Task directions → Update the entries below by swapping every "Might I ask you" for "I'd like you" and leaving everything else untouched.

Dataset rows →
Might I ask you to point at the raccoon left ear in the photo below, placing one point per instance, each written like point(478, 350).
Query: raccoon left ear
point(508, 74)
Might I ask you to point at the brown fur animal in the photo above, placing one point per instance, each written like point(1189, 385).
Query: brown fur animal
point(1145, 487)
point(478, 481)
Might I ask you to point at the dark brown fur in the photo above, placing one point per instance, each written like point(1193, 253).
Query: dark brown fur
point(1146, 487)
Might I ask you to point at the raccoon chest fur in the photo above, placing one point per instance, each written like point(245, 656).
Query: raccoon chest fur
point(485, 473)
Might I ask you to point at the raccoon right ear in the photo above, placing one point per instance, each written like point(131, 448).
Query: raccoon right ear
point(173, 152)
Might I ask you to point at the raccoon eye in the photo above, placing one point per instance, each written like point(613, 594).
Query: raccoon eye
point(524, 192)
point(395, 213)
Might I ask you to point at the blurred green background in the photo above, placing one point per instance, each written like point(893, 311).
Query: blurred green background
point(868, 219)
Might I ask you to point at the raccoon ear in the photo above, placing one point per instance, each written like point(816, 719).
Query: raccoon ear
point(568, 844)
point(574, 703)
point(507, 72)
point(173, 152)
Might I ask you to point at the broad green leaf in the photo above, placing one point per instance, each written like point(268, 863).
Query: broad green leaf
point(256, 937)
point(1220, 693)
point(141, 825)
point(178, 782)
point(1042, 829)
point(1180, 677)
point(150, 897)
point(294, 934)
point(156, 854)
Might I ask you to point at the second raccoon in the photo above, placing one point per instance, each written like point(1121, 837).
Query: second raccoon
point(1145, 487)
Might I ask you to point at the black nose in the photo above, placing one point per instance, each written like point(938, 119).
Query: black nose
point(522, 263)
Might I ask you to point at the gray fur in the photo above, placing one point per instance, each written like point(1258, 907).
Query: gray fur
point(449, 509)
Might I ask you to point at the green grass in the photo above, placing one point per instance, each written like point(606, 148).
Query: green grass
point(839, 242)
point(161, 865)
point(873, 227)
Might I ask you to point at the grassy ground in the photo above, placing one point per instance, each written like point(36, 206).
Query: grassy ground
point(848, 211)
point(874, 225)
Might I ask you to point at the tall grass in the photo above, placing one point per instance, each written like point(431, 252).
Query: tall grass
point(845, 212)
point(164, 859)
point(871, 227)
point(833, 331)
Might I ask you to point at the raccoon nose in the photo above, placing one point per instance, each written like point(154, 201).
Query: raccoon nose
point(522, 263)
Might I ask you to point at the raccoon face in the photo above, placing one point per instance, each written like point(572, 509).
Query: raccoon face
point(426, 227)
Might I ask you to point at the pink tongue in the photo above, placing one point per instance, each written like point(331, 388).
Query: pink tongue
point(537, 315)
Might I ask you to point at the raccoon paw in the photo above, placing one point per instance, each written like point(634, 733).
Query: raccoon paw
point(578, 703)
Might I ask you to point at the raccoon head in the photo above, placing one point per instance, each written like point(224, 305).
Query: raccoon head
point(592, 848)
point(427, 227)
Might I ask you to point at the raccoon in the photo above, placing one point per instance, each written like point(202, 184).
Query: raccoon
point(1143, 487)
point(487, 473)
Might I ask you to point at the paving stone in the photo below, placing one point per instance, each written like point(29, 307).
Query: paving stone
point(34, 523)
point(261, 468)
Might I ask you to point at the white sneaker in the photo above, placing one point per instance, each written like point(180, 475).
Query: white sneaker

Response →
I'd like you to point at the raccoon left ear in the photo below, placing one point per instance, each written like point(478, 350).
Query: raccoon left ear
point(508, 74)
I'd like you to point at the brown fur animal in the photo above, placing one point per instance, each written like point(1189, 385).
Query: brown fur animal
point(1145, 487)
point(478, 481)
I'd like you to point at the dark brown fur in the photo above, placing one point per instance, each written like point(1193, 253).
Query: dark brown fur
point(1146, 487)
I'd like you to point at the raccoon chest fur in the photo above, placing one point per instance, each written like point(245, 656).
Query: raccoon chest fur
point(485, 473)
I'd like you to point at the raccoon right ear in the photo above, placing one point per instance, each written like point(131, 448).
Query: raccoon right ear
point(173, 152)
I'd like you to point at the raccoon eye in the photo above, placing one point per instance, each written like point(613, 594).
Query: raccoon eye
point(524, 192)
point(395, 213)
I'd like you to point at the blurred green background in the photo above, placing one point per instance, each written like point(893, 311).
Query: blurred green background
point(868, 219)
I'd like you to point at the raccoon ear in the photo above, placing one point per instance, each written like point(816, 719).
Query: raccoon ear
point(568, 844)
point(574, 703)
point(507, 72)
point(173, 152)
I'd like you to point at the broad green leaf in the photo above, placing one point per instance, each written like point(268, 863).
Query: broad green leaf
point(256, 937)
point(1220, 693)
point(141, 825)
point(178, 782)
point(1042, 829)
point(1180, 677)
point(150, 897)
point(294, 934)
point(156, 854)
I'd like you to point at the second raccoon in the photo above, placing one point per instance, each written like point(1121, 837).
Query: second raccoon
point(1145, 487)
I'd like you to point at the black nose in the photo above, placing one point per instance, each written like point(938, 119).
Query: black nose
point(522, 263)
I'd like you to point at the gray fur in the photo above, placing one point per instance, each written like point(1258, 907).
Query: gray fur
point(449, 509)
I'd like you to point at the green grass in the photo above, placing one point per instance, each written like point(606, 148).
Query: green grass
point(839, 242)
point(161, 865)
point(873, 227)
I'd like you to point at the grassy ground in the photo above, placing one point per instance, each written like point(36, 206).
Query: grassy ground
point(848, 211)
point(874, 225)
I'd like you to point at the tall grass in the photo above, placing one point per instance, each written like point(431, 252).
Query: tall grass
point(845, 212)
point(164, 859)
point(871, 227)
point(833, 331)
I'd like you to point at the raccoon nose in the photo above, placing one point per instance, each written like point(154, 201).
Query: raccoon nose
point(522, 263)
I'd like you to point at the raccoon face in the photo above, placing one point per instance, each written like point(572, 509).
Query: raccoon face
point(426, 227)
I'd like you to point at the pink tongue in the photo above, placing one point per instance, each written like point(331, 388).
Query: pink tongue
point(537, 315)
I'd like you to point at the raccoon paw in the photo above, placing one point per instance, each written like point(634, 733).
Query: raccoon paw
point(578, 703)
I'd like you to point at the raccoon head in the photo above, placing one point per instance, each written like point(224, 305).
Query: raccoon head
point(592, 848)
point(427, 227)
I'd like you to point at the raccoon in the photo above, placing one point per instance, each written like point(202, 184).
Query: raccoon
point(1143, 487)
point(487, 473)
I'd like you to point at the paving stone in the photo below, placing one point per instance, each written like point(29, 307).
Query: paving stone
point(34, 523)
point(261, 468)
I'd like you to point at the white sneaker in the photo above, placing one point per instance, each written like point(180, 475).
Query: white sneaker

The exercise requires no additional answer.